→ Text under study:
━━━━━━━━━━━━━━━━━━━━

BATAVIA, Ohio – A lawsuit accuses two Clermont County deputies of contributing to the suicide of a man they were called to help.
The family of Jack Huelsman has filed a federal civil rights and wrongful death lawsuit alleging that deputies Eric Gregory and Meredith Walsh “unreasonably endangered” Huelsman’s life before he shot himself in his Williamsburg home on Sept. 19, 2015.
The deputies responded after Huelsman’s daughter called 911 and reported that he was experiencing a mental health emergency, according to the lawsuit. When the deputies arrived, Huelsman’s wife Cheryl informed them that he was suicidal and had access to firearms. Gregory heard Huelsman threaten suicide, the suit says.
Gregory made Huelsman’s wife leave the house, leaving Huelsman alone inside. Gregory also refused to allow an EMS team to treat him, according to the suit. Within minutes, Huelsman shot himself, the suit says.
“Jack’s death is truly heartwrenching and was entirely preventable,” said attorney Jennifer Branch, who filed the suit. “There is no reason that Mr. Huelsman should have been left alone. If the deputies were going to force his wife out of their home and prevent her from protecting him, then the deputies had a duty to protect him until the psychiatric mobile crisis unit arrived. They failed miserably by leaving a suicidal Mr. Huelsman alone in the home with guns while one of the officers left and the other remained in his car on his cell phone.”

━━━━━━━━━━━━━━━━━━━━

(Natural language descriptions of regions)
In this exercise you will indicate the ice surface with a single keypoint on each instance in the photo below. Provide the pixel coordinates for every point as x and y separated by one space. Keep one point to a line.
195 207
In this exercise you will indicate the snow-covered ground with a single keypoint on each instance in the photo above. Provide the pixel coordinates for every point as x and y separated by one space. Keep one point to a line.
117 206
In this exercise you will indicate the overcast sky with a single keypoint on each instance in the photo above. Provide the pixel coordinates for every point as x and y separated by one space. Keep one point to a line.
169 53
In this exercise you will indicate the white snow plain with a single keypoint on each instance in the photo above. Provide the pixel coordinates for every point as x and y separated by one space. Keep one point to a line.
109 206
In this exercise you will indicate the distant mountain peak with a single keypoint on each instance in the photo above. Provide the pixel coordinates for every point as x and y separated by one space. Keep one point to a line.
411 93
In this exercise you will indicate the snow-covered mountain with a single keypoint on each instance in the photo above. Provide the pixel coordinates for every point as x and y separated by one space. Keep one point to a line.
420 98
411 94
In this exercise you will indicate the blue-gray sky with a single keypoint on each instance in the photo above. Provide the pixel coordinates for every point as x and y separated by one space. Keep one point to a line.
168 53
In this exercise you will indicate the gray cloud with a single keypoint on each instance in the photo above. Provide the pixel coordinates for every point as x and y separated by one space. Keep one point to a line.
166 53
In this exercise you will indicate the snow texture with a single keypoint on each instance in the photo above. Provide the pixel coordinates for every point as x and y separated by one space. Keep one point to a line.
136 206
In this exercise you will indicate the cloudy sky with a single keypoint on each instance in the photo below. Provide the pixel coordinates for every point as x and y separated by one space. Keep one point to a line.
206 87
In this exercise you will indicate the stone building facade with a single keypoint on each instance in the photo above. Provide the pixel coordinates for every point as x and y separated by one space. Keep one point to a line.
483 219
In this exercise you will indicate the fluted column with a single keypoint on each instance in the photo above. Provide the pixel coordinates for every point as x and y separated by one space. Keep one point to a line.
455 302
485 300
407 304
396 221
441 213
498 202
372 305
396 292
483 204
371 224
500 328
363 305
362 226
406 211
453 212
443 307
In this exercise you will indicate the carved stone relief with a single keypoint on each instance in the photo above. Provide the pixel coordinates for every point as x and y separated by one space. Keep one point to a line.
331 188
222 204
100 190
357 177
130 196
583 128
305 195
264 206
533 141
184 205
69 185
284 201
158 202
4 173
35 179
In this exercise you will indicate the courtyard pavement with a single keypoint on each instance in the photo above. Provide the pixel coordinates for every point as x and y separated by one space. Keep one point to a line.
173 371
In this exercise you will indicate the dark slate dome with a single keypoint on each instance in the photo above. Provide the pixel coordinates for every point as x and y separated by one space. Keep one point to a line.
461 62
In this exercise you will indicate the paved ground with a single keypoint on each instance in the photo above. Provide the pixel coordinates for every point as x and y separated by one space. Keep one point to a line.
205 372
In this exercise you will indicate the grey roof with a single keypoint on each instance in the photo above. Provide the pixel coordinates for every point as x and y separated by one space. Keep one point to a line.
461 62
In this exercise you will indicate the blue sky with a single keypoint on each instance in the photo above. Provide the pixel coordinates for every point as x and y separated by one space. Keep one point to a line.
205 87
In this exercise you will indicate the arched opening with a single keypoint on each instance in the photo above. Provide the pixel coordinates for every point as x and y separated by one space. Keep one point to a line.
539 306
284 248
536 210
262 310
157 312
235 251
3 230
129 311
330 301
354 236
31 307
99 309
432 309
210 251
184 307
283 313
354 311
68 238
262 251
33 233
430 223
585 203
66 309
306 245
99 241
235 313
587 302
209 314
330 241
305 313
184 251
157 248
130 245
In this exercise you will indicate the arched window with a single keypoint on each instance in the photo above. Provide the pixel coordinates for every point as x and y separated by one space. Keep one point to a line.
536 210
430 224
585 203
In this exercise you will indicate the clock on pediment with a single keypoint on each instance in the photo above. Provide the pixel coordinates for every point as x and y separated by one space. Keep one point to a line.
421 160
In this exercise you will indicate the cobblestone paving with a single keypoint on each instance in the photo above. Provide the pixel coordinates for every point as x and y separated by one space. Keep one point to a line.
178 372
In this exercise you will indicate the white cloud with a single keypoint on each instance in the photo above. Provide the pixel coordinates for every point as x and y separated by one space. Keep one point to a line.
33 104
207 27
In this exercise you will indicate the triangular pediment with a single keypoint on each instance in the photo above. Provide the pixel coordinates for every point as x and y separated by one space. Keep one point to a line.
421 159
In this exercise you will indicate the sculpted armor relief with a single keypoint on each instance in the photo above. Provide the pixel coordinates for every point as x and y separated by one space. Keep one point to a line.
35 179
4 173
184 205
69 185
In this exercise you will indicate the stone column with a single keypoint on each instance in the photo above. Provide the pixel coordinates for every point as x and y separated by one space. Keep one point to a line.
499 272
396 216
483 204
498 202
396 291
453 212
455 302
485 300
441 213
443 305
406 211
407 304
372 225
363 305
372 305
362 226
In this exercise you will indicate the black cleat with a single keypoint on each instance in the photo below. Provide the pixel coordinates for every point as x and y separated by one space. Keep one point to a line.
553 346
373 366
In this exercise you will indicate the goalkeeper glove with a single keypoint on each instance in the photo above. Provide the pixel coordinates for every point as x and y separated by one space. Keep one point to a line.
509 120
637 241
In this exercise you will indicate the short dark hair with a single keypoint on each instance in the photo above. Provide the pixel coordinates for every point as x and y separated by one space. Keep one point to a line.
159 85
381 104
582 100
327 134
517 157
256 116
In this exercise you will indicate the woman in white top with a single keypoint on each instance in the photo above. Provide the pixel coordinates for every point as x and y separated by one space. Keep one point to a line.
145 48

━━━━━━━━━━━━━━━━━━━━

→ Tasks to carry out:
1. Answer these from the lawsuit article:
(a) On what date did Huelsman shoot himself?
(b) Who called 911 to report his mental health emergency?
(c) Which attorney filed the suit?
2. Reproduce the part of the lawsuit article that opens with the words containing "The family of" and closes with "suicide, the suit says.".
The lines above are separate material from the lawsuit article.

→ Outputs for the tasks:
1.
(a) Sept. 19, 2015
(b) Huelsman's daughter
(c) Jennifer Branch

2.
The family of Jack Huelsman has filed a federal civil rights and wrongful death lawsuit alleging that deputies Eric Gregory and Meredith Walsh “unreasonably endangered” Huelsman’s life before he shot himself in his Williamsburg home on Sept. 19, 2015.
The deputies responded after Huelsman’s daughter called 911 and reported that he was experiencing a mental health emergency, according to the lawsuit. When the deputies arrived, Huelsman’s wife Cheryl informed them that he was suicidal and had access to firearms. Gregory heard Huelsman threaten suicide, the suit says.